Nous allons y découvrir la géologie de la commune de Muru.
Cette intrusion (voir figure 1 ci-dessous) s’est mise en place il y a environ 344 Ma en intrudant les formations métamorphiques du socle ancien de Belgodère qui la limite côté Est. Côté Ouest, elle est recoupée par le pluton de Calvi légèrement plus jeune (337 Ma). Elle a été, dans un deuxième temps, perforée par plusieurs petits corps de granite clair parmi lesquels le géologue distingue : les granites type Pietra di Telamu de couleur blanchâtre et les granites alcalins rouges qui affleurent à proximité immédiate de la ville d’Île-Rousse d’où son nom ; ces derniers appartiennent au cycle d’affinité alcaline-hyper alcaline daté du Permien Supérieur. A ne pas oublier le ring dyke* de Falconajola qui fait partie du complexe annulaire du Cintu et donc de même âge que les îlots Ile-roussiens précédents.
![Figure 1 : Carte géologique simplifiée du pluton d'Île-Rousse et de ses abords immédiats.( D'après LAPORTE Didier 1987 - modifié)
Figure 1 : Carte géologique simplifiée du pluton d'Île-Rousse et de ses abords immédiats.( D'après LAPORTE Didier 1987 - modifié)
Limitée au Nord par la mer, l’intrusion d’Île-Rousse disparaît au Sud, masquée par les formations volcaniques du San Parteo datées du Permien inférieur (notées (v) sur la figure 2, voir ci-dessous).
Il est très important de noter que l’intrusion d’Île-Rousse que nous allons découvrir est, après celle de Calvi, une autre intrusion majeure en Balagne cristalline. Elle se distingue de cette dernière autant par sa composition que par son organisation interne (voir figure 2 ci-dessous).

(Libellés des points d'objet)
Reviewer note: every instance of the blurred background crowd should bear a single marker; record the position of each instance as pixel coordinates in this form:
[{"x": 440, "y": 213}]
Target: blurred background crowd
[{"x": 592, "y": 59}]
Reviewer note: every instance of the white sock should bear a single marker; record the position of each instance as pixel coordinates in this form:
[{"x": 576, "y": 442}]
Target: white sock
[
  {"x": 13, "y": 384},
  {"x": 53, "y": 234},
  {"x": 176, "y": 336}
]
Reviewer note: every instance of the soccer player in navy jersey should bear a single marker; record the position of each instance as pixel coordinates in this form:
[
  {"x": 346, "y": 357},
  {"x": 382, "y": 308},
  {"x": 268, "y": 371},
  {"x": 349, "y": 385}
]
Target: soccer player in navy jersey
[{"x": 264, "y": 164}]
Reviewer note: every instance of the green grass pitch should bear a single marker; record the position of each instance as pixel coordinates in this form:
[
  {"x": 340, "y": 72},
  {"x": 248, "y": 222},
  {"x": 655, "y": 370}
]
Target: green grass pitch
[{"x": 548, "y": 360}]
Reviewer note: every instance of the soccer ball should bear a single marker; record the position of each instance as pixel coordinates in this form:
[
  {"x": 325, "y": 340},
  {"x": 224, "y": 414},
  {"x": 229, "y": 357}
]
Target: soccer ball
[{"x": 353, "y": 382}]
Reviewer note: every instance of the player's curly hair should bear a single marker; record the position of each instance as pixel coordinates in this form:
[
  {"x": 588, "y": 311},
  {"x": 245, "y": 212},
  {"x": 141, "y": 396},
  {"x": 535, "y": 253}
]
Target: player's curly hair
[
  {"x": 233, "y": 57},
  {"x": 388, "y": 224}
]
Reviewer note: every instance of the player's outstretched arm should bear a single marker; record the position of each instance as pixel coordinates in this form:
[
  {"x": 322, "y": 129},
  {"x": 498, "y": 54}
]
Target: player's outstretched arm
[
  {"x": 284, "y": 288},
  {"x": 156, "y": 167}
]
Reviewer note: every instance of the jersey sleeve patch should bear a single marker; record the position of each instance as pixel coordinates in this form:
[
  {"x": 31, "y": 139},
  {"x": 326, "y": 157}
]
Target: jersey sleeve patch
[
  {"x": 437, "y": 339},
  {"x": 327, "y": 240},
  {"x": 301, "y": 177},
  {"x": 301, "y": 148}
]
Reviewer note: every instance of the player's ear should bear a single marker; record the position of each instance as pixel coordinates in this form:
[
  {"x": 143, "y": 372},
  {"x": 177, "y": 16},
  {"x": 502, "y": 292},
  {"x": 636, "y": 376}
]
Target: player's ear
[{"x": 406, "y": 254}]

§ **Travail demandé**:
1 > Recopiez le passage du texte sur la géologie de Muru compris entre « Cette intrusion (voir » et « îlots Ile-roussiens précédents. », inclus.
2 > D'après le texte sur la géologie de Muru, quelles formations masquent l'intrusion d'Île-Rousse au Sud ?

§ **Réponses rédigées**:
1 >
Cette intrusion (voir figure 1 ci-dessous) s’est mise en place il y a environ 344 Ma en intrudant les formations métamorphiques du socle ancien de Belgodère qui la limite côté Est. Côté Ouest, elle est recoupée par le pluton de Calvi légèrement plus jeune (337 Ma). Elle a été, dans un deuxième temps, perforée par plusieurs petits corps de granite clair parmi lesquels le géologue distingue : les granites type Pietra di Telamu de couleur blanchâtre et les granites alcalins rouges qui affleurent à proximité immédiate de la ville d’Île-Rousse d’où son nom ; ces derniers appartiennent au cycle d’affinité alcaline-hyper alcaline daté du Permien Supérieur. A ne pas oublier le ring dyke* de Falconajola qui fait partie du complexe annulaire du Cintu et donc de même âge que les îlots Ile-roussiens précédents.

2 > Les formations volcaniques du San Parteo, datées du Permien inférieur.